Parts of the exercise ▸
1. For the appeals court excerpt below, say whether each statement agrees with it, answering yes or no and quoting the deciding words. (a) The case was heard by the Tenth Circuit. (b) The court granted the petitioner's application for a certificate of appealability. (c) The opinion was written by Judge Henry.
2. Repeat the appeals court excerpt below word for word, from "Robert D. HANNIGAN" up to and including "EBEL, Circuit Judge.".

Source excerpt ▸
103 F.3d 145
96 CJ C.A.R. 2040
NOTICE: Although citation of unpublished opinions remains unfavored, unpublished opinions may now be cited if the opinion has persuasive value on a material issue, and a copy is attached to the citing document or, if cited in oral argument, copies are furnished to the Court and all parties. See General Order of November 29, 1993, suspending 10th Cir. Rule 36.3 until December 31, 1995, or further order.
Steven James WHITE, Petitioner-Appellant,
v.
Robert D. HANNIGAN and Attorney General of Kansas,
Respondents-Appellees.
No. 96-3172.
United States Court of Appeals, Tenth Circuit.
Dec. 10, 1996.
Before BRORBY, EBEL, and HENRY, Circuit Judges.**
EBEL, Circuit Judge.
This matter is before the court on Petitioner Steven White's application for a certificate of appealability to appeal the district court's denial of his 28 U.S.C. § 2254 petition for writ of habeas corpus.1 Because we determine that Petitioner has failed to demonstrate a substantial showing of a denial of constitutional right, we deny Petitioner's application and dismiss the appeal.

Information provided ▸

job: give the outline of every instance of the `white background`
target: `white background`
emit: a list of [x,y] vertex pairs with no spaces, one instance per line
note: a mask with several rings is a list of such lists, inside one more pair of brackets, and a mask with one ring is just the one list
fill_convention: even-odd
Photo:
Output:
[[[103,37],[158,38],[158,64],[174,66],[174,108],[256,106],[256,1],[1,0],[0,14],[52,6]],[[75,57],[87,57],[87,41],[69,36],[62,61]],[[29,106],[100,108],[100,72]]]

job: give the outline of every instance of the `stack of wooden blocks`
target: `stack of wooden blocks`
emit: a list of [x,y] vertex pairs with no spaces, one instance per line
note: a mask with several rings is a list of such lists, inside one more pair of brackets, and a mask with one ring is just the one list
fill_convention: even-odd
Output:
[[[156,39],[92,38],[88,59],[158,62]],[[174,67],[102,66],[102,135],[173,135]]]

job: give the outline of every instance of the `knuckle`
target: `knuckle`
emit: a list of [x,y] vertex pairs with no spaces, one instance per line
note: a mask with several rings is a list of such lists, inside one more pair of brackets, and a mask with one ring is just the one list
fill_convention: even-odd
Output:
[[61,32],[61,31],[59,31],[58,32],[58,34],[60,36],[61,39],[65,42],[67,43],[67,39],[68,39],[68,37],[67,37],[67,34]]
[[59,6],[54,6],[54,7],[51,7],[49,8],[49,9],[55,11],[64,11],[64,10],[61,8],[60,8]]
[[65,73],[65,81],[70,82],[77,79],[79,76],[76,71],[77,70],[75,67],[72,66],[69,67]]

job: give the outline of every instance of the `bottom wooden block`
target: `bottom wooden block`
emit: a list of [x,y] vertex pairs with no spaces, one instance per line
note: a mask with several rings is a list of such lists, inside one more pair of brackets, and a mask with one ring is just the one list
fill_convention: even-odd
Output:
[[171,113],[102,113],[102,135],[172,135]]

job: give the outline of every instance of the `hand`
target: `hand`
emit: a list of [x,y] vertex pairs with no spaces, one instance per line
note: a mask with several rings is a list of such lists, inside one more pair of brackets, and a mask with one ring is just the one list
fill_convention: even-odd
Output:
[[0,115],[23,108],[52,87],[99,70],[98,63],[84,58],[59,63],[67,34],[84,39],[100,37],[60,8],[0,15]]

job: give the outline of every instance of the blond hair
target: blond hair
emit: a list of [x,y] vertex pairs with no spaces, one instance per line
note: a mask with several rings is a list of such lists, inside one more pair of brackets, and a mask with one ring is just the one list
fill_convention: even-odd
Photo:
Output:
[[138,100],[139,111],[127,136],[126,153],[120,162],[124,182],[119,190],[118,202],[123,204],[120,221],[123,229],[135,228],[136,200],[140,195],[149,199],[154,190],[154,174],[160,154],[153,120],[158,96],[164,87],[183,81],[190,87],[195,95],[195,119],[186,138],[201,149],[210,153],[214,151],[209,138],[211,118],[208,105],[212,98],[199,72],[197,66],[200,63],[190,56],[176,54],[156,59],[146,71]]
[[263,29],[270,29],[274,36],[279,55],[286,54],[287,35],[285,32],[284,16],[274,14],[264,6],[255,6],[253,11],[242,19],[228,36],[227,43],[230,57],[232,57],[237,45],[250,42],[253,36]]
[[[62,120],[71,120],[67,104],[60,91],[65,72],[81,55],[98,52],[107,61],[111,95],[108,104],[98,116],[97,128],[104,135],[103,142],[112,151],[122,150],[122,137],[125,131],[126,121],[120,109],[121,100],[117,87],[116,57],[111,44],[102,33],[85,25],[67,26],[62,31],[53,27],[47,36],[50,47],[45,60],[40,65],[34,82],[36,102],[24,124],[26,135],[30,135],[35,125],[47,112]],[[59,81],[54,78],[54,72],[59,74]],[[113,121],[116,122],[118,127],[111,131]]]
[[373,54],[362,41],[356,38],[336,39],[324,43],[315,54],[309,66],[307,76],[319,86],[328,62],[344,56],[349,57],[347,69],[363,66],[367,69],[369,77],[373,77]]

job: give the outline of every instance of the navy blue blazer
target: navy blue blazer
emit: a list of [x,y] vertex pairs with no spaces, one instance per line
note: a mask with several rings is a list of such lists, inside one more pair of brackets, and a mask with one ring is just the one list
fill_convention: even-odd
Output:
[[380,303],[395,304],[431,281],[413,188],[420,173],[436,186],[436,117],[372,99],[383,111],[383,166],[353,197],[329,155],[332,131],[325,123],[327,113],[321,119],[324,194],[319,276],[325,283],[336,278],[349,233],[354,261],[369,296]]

Solved tasks ▸
1.
(a) Yes: "United States Court of Appeals, Tenth Circuit."
(b) No: "we deny Petitioner's application and dismiss the appeal."
(c) No: "EBEL, Circuit Judge."

2.
Robert D. HANNIGAN and Attorney General of Kansas,
Respondents-Appellees.
No. 96-3172.
United States Court of Appeals, Tenth Circuit.
Dec. 10, 1996.
Before BRORBY, EBEL, and HENRY, Circuit Judges.**
EBEL, Circuit Judge.